YOUR TASK:
How might the forum post about getting InfiniBand running on a Rocks cluster go on from its last line? Carry it forward.
── EXCERPT TO READ
I went ahead and played with Rocks and then installed it on my small
Cray. I installed kernel, base, web, bio, ganglia, hpc, sge, service
pack and modules. Everything went very smoothly. The compute nodes
came up and it all looks good.
I'm now trying to get infiniband support to work.
I followed the instructions at
http://flakrat.blogspot.com/2011/02/building-mellanox-ofed-152-for-rocks
-54.html (printed them out-it's blocked at work!)
replacing my kernel 2.6.18-194.17.4.el5 for the kernel mentioned in the
docs (2.6.18-194.17.1.el5). I used the
MLNX_OFED_LINUX-1.5.2-2.0.0-rhel5.5.iso even though there is a newer one
available, because the newer one seemed to be for a newer kernel and I
didn't know if it would work.
The only line I didn't follow in the instructions was rm
/root//root/MLNX_OFED_LINUX-1.5.2-2.0.0-rhel5.5.iso, as it seemed not to
work and removing the iso image left nothing for the later script to add
(inject) kernel support.
When I run
cd
/share/apps/mellanox/MLNX_OFED_LINUX-1.5.2-2.0.0-rhel5.5-2.6.18-194.17.4
.el5
# ./mlnxofedinstall --force -hpc
The installation starts (there is one error)
────
── ENTRIES SHOWN
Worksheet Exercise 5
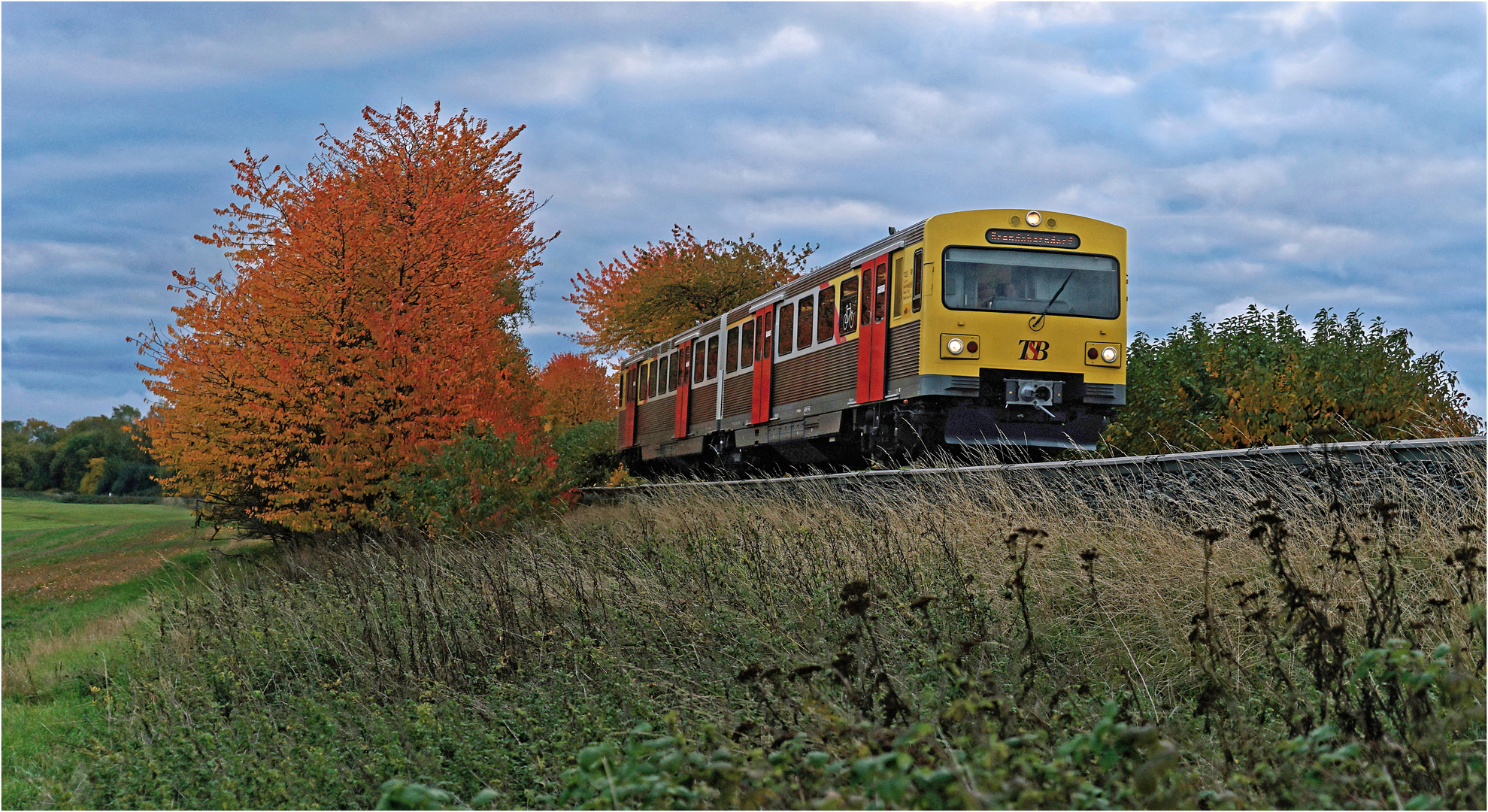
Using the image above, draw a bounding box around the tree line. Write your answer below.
────
── ENTRIES SHOWN
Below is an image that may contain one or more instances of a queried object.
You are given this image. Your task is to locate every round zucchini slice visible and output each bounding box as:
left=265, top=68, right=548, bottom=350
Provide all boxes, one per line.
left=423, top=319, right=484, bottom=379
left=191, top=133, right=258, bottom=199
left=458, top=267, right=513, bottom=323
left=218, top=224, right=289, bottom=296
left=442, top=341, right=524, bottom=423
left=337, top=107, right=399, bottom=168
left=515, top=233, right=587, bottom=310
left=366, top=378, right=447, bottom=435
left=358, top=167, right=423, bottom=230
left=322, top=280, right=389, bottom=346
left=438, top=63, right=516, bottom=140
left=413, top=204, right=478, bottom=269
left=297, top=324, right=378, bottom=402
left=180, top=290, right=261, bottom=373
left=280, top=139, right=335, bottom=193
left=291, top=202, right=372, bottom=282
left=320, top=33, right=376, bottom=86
────
OUTPUT OF THE EXERCISE:
This program will install the MLNX_OFED_LINUX package on your machine.
Note that all other Mellanox, OEM, OFED, or Distribution IB packages
will be removed.
Uninstalling the previous version of OFED
Starting MLNX_OFED_LINUX-1.5.2-2.0.0 installation ...
Installing mpi-selector RPM
Preparing...
##################################################
...
dapl-devel-static
##################################################
mlnxofed-docs
##################################################
error: unpacking of archive failed: cpio: Bad magic
ofed-scripts
##################################################
...
then
...
opensm
##################################################
Device (15b3:6732):
02:00.0 InfiniBand: Mellanox Technologies MT26418 [ConnectX VPI
PCIe 2.0 5GT/s - IB DDR / 10GigE] (rev a0)
Link Width: 8x
PCI Link Speed: 5Gb/s
Error: Firmware configuration file for /dev/mst/mt26418_pci_cr0 is not
found
Skip firmware update for /dev/mst/mt26418_pci_cr0.
Configuring /etc/security/limits.conf.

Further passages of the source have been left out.